[DATA EXTRACT Boundary: Start]
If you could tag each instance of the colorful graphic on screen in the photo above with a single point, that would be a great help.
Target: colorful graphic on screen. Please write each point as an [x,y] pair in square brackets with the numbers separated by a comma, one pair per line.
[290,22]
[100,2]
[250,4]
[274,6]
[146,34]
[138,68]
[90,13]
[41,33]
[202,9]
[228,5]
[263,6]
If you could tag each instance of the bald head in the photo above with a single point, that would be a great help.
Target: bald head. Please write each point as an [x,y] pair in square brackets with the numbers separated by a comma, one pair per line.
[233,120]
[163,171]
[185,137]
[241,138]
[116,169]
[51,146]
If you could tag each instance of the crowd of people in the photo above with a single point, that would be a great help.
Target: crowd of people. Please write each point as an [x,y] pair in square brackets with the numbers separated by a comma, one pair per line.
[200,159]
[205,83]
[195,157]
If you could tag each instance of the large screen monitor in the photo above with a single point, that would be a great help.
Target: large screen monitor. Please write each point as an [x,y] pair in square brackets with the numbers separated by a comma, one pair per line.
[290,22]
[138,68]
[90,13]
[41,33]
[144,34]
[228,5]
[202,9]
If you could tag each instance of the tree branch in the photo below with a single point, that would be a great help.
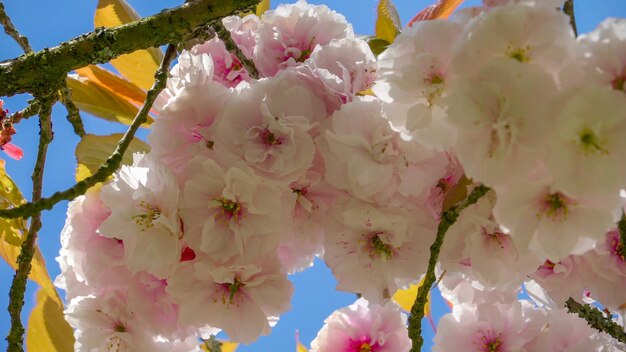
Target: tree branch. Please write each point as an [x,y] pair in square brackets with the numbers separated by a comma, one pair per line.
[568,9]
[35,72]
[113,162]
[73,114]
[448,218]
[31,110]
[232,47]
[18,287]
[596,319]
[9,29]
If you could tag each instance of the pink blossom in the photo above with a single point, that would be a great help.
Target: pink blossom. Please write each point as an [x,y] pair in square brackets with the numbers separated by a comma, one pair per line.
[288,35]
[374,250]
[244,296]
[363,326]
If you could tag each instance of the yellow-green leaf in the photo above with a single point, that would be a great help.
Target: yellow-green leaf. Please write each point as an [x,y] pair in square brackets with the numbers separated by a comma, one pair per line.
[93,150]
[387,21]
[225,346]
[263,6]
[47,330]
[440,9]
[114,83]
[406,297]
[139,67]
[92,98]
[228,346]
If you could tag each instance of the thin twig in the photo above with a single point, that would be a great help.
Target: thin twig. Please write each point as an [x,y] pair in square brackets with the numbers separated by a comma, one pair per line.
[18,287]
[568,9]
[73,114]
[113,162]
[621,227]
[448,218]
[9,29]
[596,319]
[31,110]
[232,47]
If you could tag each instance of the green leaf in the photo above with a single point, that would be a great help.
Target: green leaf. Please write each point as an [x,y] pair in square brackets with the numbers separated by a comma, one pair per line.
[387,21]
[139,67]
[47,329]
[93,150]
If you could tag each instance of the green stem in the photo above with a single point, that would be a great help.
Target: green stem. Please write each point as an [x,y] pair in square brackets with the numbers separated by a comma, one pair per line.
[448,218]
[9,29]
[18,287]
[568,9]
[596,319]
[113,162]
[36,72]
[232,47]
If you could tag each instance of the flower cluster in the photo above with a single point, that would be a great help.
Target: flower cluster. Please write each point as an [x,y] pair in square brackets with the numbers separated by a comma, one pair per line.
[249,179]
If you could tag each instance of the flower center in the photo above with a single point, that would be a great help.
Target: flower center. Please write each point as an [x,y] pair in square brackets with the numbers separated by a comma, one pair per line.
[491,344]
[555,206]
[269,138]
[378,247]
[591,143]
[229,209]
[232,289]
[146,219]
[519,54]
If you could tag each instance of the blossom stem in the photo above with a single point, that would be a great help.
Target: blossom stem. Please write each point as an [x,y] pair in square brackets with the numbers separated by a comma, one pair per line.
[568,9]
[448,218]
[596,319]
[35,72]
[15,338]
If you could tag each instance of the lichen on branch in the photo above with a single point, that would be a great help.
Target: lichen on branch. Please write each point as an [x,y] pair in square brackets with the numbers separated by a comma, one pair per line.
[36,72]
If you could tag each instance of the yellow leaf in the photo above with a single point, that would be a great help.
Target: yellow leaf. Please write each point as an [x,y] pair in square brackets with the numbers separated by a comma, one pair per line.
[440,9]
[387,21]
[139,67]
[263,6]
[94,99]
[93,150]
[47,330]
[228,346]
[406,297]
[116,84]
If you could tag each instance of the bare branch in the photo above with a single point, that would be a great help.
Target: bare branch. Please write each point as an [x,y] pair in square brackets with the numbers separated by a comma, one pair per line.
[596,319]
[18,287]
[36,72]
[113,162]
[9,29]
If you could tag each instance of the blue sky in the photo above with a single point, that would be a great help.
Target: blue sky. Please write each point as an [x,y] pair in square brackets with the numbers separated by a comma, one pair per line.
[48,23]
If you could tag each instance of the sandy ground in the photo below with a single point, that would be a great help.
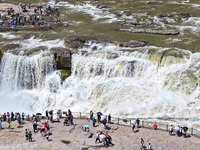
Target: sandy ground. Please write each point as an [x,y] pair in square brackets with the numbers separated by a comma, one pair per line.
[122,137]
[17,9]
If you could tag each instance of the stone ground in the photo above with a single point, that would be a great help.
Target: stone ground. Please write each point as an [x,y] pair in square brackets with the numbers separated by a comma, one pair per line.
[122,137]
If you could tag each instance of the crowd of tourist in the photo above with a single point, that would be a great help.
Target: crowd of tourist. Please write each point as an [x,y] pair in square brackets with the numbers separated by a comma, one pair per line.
[DATA EXTRACT Boundary: End]
[DATA EXTRACT Boundary: Start]
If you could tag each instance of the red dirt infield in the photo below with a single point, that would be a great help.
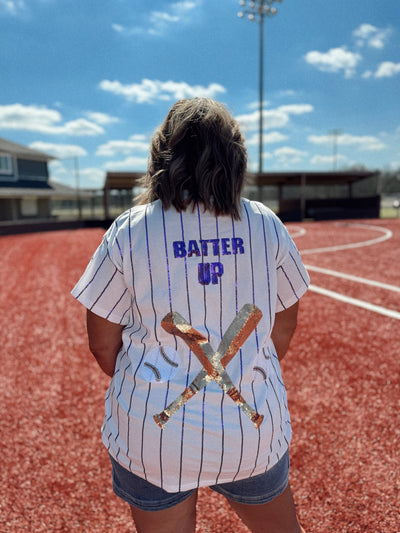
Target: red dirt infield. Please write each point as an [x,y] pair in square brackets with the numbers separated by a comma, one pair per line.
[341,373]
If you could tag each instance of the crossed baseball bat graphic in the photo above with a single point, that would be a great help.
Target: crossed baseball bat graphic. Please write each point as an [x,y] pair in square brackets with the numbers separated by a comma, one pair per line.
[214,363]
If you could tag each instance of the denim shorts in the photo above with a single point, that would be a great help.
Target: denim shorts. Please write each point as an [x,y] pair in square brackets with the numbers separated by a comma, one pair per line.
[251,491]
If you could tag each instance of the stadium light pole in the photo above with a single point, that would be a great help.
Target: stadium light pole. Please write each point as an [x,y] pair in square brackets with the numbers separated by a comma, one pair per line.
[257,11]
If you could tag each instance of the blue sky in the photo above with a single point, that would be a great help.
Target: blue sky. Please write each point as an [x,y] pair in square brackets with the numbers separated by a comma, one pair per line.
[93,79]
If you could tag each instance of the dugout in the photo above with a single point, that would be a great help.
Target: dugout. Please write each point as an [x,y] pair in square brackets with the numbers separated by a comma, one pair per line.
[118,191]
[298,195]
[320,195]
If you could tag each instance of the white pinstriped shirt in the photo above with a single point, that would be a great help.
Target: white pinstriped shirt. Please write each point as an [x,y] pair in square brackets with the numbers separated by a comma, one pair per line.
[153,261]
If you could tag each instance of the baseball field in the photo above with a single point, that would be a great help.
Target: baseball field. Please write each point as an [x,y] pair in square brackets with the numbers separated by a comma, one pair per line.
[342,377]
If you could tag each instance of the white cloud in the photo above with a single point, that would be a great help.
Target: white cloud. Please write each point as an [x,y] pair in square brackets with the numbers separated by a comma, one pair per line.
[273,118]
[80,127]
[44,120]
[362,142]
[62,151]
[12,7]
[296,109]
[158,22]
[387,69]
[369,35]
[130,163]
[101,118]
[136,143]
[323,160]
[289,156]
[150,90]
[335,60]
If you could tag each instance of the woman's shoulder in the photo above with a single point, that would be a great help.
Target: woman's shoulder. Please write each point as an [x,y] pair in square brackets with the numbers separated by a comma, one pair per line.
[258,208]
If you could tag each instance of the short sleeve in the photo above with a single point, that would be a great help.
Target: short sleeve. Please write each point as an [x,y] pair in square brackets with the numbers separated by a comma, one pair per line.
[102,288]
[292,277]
[DATA EXTRACT Boundary: End]
[DATA EXTRACT Boundary: Start]
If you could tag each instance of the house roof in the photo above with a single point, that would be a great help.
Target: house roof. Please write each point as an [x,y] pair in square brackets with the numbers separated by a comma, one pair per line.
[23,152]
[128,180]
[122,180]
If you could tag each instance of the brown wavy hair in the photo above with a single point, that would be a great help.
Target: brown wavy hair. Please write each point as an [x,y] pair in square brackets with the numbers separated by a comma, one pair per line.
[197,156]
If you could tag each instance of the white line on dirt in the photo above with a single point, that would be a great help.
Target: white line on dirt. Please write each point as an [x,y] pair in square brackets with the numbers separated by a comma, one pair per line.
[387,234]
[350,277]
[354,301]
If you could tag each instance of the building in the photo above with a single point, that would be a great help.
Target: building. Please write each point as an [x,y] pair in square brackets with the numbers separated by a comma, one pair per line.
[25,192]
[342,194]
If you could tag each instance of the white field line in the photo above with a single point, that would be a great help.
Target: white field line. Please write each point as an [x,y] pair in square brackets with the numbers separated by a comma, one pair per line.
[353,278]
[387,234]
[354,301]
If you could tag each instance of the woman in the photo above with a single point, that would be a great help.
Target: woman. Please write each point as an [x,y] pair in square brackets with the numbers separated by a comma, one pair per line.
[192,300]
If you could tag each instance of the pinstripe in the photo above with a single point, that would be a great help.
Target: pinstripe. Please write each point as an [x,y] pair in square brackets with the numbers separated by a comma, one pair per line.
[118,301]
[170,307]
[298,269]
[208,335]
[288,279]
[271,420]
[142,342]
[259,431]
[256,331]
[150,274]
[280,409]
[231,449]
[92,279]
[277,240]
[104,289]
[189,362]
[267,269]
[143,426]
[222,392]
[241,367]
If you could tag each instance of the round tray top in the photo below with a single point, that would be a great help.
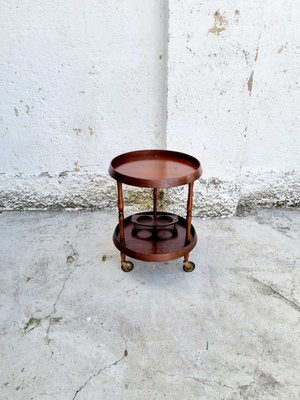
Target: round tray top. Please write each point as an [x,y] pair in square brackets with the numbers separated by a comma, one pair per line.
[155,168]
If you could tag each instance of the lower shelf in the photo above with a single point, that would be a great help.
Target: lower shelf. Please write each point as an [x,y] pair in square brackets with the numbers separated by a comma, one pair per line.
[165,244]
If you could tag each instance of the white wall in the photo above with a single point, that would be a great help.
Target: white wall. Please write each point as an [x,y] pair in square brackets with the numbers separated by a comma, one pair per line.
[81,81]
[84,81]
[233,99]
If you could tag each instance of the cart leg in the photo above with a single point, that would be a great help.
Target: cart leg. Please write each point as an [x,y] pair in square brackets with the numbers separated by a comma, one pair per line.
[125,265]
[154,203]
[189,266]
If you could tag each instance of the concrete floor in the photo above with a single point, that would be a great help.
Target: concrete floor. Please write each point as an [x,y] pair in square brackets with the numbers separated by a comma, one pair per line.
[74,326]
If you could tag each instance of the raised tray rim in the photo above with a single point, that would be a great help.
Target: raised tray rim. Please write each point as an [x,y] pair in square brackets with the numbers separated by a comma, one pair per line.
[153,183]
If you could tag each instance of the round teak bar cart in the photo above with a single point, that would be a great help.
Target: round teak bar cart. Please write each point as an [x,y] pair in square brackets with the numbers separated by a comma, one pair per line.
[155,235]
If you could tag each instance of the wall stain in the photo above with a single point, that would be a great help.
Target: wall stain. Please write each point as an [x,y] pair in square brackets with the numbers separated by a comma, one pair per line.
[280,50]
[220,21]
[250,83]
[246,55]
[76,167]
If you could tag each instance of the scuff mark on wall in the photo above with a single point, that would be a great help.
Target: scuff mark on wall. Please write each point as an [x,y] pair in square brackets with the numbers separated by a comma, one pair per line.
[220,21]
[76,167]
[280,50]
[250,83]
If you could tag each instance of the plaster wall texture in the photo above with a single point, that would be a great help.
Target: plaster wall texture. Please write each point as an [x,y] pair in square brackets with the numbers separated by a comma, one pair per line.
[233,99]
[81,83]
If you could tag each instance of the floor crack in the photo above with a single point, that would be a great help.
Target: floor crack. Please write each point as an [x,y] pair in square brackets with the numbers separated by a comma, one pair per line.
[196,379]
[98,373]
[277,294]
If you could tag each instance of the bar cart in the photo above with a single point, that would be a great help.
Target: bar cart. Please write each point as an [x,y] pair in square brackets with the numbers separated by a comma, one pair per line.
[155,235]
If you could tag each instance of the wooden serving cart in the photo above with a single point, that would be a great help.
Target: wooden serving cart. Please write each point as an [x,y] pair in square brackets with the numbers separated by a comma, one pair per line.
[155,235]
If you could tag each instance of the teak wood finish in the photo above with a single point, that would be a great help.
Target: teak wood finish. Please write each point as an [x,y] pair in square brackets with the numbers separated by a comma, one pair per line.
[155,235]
[DATA EXTRACT Boundary: End]
**EXERCISE DESCRIPTION**
Quote the listing above, but only from the line that shows "If you could tag each instance of the colorful" through the line that shows "If you could tag each instance of the crowd of people".

**THE ANSWER**
If you could tag each instance of the colorful graphic on screen in the photo above with a single point, that would be a great help.
Target: colorful graphic on screen. Please write each point as an [x,y] pair in square brackets with the numbers separated by a comma, one pair per line.
[290,22]
[100,2]
[250,4]
[274,6]
[146,34]
[138,68]
[90,13]
[41,33]
[202,9]
[228,5]
[263,6]
If you could tag each instance of the bald head in the photo above with a single point, that would be a great help.
Target: bald head. Please write each point as an [x,y] pair in square brackets with the numbers separated by a comma, one pair per line.
[233,120]
[163,171]
[185,137]
[241,138]
[116,169]
[51,146]
If you could tag each instance of the crowd of people in the photo above with a single point, that would be a great help.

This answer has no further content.